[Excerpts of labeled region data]
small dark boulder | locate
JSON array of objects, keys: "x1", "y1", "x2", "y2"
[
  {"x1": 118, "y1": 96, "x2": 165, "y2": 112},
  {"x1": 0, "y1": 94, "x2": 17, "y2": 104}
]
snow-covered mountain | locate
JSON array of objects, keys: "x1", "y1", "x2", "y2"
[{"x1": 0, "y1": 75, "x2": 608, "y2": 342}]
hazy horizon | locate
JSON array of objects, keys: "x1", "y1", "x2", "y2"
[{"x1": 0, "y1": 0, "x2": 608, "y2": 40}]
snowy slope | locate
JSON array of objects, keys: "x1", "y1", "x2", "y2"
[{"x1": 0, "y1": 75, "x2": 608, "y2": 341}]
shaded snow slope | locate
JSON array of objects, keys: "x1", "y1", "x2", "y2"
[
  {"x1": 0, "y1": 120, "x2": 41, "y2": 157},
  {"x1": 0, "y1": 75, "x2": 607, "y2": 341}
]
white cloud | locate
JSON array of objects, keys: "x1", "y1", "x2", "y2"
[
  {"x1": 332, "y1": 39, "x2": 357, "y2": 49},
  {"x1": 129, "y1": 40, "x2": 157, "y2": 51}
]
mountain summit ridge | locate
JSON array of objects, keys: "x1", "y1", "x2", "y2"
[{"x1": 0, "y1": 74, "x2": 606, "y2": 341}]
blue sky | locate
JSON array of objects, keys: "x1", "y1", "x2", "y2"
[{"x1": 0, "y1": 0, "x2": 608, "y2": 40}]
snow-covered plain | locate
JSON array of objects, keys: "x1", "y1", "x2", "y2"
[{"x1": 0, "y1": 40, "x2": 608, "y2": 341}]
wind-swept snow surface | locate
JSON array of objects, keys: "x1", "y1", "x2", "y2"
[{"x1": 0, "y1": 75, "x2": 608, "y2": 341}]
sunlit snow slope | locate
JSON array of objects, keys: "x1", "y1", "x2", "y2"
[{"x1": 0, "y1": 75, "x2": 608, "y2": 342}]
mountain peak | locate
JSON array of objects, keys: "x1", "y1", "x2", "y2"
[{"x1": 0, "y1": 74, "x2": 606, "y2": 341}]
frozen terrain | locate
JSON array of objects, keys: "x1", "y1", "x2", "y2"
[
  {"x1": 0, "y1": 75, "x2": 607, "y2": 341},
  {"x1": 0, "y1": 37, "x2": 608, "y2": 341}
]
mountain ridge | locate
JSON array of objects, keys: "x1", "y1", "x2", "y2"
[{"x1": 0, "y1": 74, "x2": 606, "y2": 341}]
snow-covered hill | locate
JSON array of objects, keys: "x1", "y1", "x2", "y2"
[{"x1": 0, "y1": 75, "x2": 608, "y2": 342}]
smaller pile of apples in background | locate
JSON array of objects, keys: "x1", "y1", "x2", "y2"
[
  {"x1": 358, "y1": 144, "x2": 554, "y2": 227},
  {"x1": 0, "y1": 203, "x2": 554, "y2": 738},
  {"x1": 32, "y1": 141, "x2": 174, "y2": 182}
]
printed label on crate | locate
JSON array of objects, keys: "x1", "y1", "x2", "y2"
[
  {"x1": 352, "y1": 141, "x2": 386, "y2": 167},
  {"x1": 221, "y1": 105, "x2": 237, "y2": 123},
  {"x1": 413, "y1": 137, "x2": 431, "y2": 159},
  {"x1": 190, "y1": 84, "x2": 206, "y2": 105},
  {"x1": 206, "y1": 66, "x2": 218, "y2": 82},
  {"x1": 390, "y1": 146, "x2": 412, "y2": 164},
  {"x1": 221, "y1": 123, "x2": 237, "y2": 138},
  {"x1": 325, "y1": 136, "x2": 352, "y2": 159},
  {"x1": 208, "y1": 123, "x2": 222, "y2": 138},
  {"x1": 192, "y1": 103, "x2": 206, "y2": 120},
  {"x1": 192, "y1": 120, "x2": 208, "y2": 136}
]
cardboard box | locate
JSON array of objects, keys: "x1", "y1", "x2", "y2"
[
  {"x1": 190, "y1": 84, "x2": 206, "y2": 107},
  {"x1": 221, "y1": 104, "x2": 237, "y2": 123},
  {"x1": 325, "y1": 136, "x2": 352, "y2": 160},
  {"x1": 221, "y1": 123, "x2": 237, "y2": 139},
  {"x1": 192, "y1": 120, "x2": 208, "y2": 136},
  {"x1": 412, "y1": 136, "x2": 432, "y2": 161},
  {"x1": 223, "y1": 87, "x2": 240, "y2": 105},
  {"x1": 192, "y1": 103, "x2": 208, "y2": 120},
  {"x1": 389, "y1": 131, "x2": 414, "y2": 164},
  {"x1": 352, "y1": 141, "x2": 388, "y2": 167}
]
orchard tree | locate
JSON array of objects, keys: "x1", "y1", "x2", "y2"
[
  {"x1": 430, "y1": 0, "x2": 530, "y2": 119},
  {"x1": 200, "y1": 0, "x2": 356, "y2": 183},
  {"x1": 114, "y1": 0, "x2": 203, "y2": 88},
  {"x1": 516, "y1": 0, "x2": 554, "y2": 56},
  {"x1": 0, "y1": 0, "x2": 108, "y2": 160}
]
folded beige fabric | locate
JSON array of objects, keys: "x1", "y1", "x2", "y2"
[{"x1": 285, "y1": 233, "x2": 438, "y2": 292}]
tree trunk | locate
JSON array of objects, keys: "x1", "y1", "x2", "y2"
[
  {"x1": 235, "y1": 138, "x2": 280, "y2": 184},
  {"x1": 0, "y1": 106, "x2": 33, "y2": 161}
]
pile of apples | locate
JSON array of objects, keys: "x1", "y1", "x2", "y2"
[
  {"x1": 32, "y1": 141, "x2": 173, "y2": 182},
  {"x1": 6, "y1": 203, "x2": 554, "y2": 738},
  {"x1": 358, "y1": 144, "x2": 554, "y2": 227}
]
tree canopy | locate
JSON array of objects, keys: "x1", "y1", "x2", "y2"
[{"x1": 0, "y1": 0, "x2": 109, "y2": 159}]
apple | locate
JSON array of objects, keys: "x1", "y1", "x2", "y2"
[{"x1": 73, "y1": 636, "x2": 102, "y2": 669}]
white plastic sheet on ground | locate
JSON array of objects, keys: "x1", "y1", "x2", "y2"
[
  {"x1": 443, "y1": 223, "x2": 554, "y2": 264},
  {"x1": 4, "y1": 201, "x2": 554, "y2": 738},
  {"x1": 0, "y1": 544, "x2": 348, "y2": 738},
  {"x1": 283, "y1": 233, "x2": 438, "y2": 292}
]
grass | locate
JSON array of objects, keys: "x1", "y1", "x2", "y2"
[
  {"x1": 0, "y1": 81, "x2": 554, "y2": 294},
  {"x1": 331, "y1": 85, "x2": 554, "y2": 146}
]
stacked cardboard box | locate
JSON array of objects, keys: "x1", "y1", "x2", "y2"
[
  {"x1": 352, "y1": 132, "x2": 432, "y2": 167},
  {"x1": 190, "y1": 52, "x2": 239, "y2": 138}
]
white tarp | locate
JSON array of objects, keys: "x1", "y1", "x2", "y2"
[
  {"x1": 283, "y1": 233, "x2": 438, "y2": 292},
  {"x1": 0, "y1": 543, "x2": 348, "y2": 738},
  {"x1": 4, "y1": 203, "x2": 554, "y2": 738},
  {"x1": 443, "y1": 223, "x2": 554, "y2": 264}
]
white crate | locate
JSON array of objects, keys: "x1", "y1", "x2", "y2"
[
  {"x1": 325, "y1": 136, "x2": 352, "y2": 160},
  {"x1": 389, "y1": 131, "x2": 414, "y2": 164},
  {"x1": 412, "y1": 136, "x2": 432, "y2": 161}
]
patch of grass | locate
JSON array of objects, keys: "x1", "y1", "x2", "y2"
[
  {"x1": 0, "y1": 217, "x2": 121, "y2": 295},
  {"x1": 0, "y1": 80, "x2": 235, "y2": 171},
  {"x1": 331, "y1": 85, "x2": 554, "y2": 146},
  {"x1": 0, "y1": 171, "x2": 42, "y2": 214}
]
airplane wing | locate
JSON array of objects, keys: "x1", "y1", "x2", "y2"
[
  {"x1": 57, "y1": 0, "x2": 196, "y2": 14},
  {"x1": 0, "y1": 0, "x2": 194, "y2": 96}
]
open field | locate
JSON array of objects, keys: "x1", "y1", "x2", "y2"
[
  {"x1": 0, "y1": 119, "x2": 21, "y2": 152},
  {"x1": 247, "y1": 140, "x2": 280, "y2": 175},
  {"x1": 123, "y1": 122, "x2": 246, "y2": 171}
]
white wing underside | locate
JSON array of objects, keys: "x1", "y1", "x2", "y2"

What is being asked: How many lines of the rows above contain the string "slope", matching case exactly? Give only the number.

Task result: 3